_SHORT EXERCISE A_
Reproduce the article on boredom in full, word for word.

_TEXT PASSAGE_
5 Scientific Reasons Boredom Is Actually Good for You

Unplug, slow down, and embrace boredom



(Photo by Hutomo Abrianto on Unsplash)

Nowadays, we have much more to keep us occupied than ever before. We can text, go on social media, or even stream movies as we commute to work. We spend our weekends with more and more entertainment choices. We are already over stimulated and still crave more stimulation. If we don't have it, we feel bored.

Just a few generations ago, the chores necessary for the everyday living left people with little to no downtime, so boredom was seldom experienced.

A recent study about boredom says that it is the least understood emotion. While it is easy to find examples of how boredom can engender negative states like depression and lead to negative outcomes, researchers wanted to find out if there were positive outcomes to being bored.

In the study, people were asked to do a boredom-inducing task like sorting a bowl of beans by color. The group that was bored later performed better on an idea-generating or creative task than the control group who had previously participated in an exciting craft activity. The bored group consistently outperformed the crafters in idea quantity and quality. The researchers concluded being bored can improve productivity and creativity.

_RECORDS_
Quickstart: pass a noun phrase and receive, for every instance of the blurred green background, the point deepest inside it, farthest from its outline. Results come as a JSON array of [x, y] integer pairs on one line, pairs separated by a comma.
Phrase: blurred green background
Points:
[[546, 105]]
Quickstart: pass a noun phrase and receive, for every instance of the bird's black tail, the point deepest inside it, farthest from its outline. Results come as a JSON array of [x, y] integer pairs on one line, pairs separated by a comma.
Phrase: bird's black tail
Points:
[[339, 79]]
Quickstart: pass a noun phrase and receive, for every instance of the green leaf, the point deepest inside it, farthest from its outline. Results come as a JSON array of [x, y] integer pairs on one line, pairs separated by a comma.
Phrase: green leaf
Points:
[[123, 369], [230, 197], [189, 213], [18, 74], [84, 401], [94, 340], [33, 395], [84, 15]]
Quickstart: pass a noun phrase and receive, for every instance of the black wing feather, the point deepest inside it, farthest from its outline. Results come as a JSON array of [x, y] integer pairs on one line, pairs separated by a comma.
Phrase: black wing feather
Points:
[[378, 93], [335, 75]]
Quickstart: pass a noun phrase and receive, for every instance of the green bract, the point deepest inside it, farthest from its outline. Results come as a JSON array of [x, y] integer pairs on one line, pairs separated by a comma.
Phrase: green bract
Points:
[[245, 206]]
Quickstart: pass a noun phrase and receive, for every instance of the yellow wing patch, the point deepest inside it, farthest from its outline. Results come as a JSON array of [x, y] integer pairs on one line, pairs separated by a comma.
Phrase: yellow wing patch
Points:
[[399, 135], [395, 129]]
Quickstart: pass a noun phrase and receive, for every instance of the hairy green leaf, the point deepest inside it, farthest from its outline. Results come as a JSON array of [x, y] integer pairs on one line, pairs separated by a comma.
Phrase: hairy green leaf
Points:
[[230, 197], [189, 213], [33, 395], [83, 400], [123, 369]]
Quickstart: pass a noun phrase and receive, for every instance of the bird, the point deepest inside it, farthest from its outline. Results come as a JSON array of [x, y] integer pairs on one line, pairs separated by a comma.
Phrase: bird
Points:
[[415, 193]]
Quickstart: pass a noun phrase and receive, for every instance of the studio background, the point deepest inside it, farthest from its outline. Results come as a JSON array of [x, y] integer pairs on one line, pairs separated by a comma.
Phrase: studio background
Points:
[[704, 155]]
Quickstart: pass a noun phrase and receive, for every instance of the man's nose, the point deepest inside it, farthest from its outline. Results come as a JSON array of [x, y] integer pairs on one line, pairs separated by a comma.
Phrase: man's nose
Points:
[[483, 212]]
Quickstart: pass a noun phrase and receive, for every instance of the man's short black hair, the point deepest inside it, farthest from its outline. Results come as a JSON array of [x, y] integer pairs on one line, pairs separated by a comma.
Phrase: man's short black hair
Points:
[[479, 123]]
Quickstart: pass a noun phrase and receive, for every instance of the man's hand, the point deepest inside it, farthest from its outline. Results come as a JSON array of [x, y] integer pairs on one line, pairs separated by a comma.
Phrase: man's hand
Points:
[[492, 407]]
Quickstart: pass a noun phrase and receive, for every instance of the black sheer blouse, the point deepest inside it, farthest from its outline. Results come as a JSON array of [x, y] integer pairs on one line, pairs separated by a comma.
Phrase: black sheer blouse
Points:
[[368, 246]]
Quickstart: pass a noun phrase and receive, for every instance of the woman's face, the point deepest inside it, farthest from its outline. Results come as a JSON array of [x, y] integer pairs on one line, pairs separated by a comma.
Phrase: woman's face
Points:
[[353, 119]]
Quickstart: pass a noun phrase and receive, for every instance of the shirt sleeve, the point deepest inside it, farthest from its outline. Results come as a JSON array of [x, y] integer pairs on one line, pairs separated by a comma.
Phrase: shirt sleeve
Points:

_SHORT EXERCISE B_
List every line of the entries that contains the word "sheer", matching case exactly.

_FULL ANSWER A_
5 Scientific Reasons Boredom Is Actually Good for You

Unplug, slow down, and embrace boredom



(Photo by Hutomo Abrianto on Unsplash)

Nowadays, we have much more to keep us occupied than ever before. We can text, go on social media, or even stream movies as we commute to work. We spend our weekends with more and more entertainment choices. We are already over stimulated and still crave more stimulation. If we don't have it, we feel bored.

Just a few generations ago, the chores necessary for the everyday living left people with little to no downtime, so boredom was seldom experienced.

A recent study about boredom says that it is the least understood emotion. While it is easy to find examples of how boredom can engender negative states like depression and lead to negative outcomes, researchers wanted to find out if there were positive outcomes to being bored.

In the study, people were asked to do a boredom-inducing task like sorting a bowl of beans by color. The group that was bored later performed better on an idea-generating or creative task than the control group who had previously participated in an exciting craft activity. The bored group consistently outperformed the crafters in idea quantity and quality. The researchers concluded being bored can improve productivity and creativity.

_FULL ANSWER B_
Quickstart: pass a noun phrase and receive, for every instance of the black sheer blouse, the point deepest inside it, farthest from its outline. Results come as a JSON array of [x, y] integer pairs on one line, pairs separated by a comma.
Phrase: black sheer blouse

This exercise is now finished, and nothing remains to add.